===== Provided passage =====
# stage 1,2 and 3 tuning (225)



## 3TT3

This may have been covered before or "everybody knows that" but I didnt realise, or at least not fully until recently.
Like "its the turbo stupid" 
If everything is ok on your engine with standard parts, a stage 1 remap(n very good it is too  ) is gonna get you around 255-265 bhp.
Torque 260-270?
A stage 2 remap is the same thing but it also uses the standard turbo , however you have to add on parts such as down pipes Tip's , air filters/wakbox possibly injectors, fuel pump n so on and really all you are doing is pushing the limits of the standard K04 turbo and spending more than is needed .
and all for maybe another 10 bhp and 20 ft/lb of torque ?
So maybe get 275 bhp on a v good day ?

Many of these parts on their own are claimed to "unleash " another 5-7 bhp and may need to be mapped for individually,but there only seems to be 5-10 bhp in TOTAL to play with anyway between stage 1 and 2 cos of the turbo limitation and youre really only buying bits for your new big turbo? 

Im not sure , or maybe I have it wrong,but why isnt the recommendation to just go for a bigger turbo first if you arent happy with stage 1 , there isnt really a stage 2 is there?


----------



## TT Tom TT

Yep spot on, anything after stage 1 is severe dis-economies of scale. Stage 1 is as you rightly said 255-265bhp on a good day assuming all is well.

I wouldn't even say there is a stage 2 or 3. It's just basically how you want your stage 1 tweaked as you've quite rightly said, the tweak options being:

- Open air filter
- 80mm tip
- FMIC
- Large down pipe
- De-cat
- Large exhaust pipe-work

Depending which of these you have depends how much power you're going to get but even with all of them you would be lucky to see more than 285bhp. So essentially all of the above mods are a little bit of a waste unless you then bolt an appropriate manifold and turbo to the car so it can be made use of.


----------



## BrianB

Having read a lot of the threads here on this forum it comes across that if you plan on going down the big turbo route and the gains in bhp and torque they are capable of then serious consideration needs to be given to the strength of the internals.
The stage 1 / 2 seems to be away of optimising the capability of the OEM k04 through software tweaks and improved airflow from free flowing induction and exhaust components that will work with the existing internals.


----------



## Jay-225

3TT3 said:


> This may have been covered before or "everybody knows that" but I didnt realise, or at least not fully until recently.
=====
*Jobs*:
A. In the tuning thread, which standard turbo does a stage 2 remap push to its limits?
B. Continue the forum thread on stage 1, 2 and 3 tuning from its last line.
===== Given data =====
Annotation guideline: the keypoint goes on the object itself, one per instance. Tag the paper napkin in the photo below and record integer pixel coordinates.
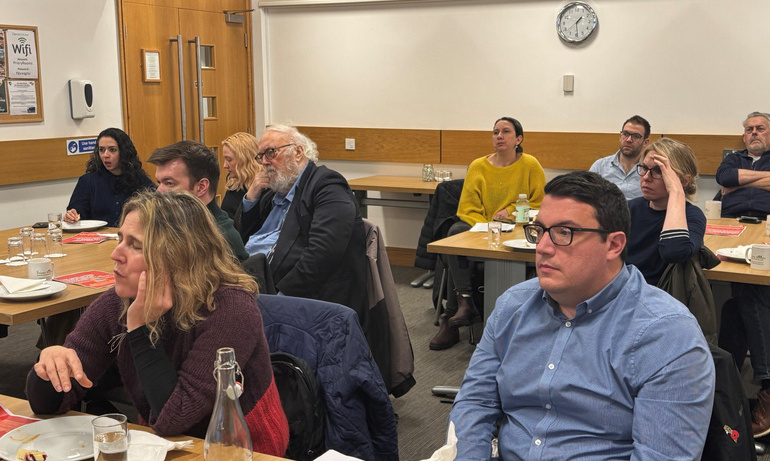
(145, 446)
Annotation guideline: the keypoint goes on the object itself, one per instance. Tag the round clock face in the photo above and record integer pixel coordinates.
(576, 22)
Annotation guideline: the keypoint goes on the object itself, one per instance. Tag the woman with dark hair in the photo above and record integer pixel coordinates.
(490, 191)
(113, 174)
=====
*Exercise responses*:
A. The standard K04 turbo.

B.
> Like "its the turbo stupid"
> If everything is ok on your engine with standard parts, a stage 1 remap(n very good it is too  ) is gonna get you around 255-265 bhp.
> Torque 260-270?
> A stage 2 remap is the same thing but it also uses the standard turbo , however you have to add on parts such as down pipes Tip's , air filters/wakbox possibly injectors, fuel pump n so on and really all you are doing is pushing the limits of the standard K04 turbo and spending more than is needed .
> and all for maybe another 10 bhp and 20 ft/lb of torque ?
> So maybe get 275 bhp on a v good day ?
> 
> Many of these parts on their own are claimed to "unleash " another 5-7 bhp and may need to be mapped for individually,but there only seems to be 5-10 bhp in TOTAL to play with anyway between stage 1 and 2 cos of the turbo limitation and youre really only buying bits for your new big turbo?
> 
> Im not sure , or maybe I have it wrong,but why isnt the recommendation to just go for a bigger turbo first if you arent happy with stage 1 , there isnt really a stage 2 is there?


All depends on what you want from the car really , The way i look at it is maximize the gains you can safely get from the standard turbo before going bigger so all the breathing mods listed are essential to achieve that goal and would be no different with a bigger turbo ( they are actually more important on a bigger blower )... i am pretty much at this point now ( 290bhp ) and am adding wmi in a couple of months before deciding on what route to go with the turbo change ... I know what i want from the new turbo and that is a very strong midrange and topend as the standard unit tails off to much for my liking... will probably end up with the Badger5 Turbo and be happy with what ever that gives :lol:


----------



## infidel.uk

i started with a wak map and got 260, but now ive had a new hybrid fitted, pipeworx d/p and decat, im soon fitting a front mount and injectors, also have the badger 5 on the car with a wakbox mod, hope to see 300 brake from this no problem, i guess go from there !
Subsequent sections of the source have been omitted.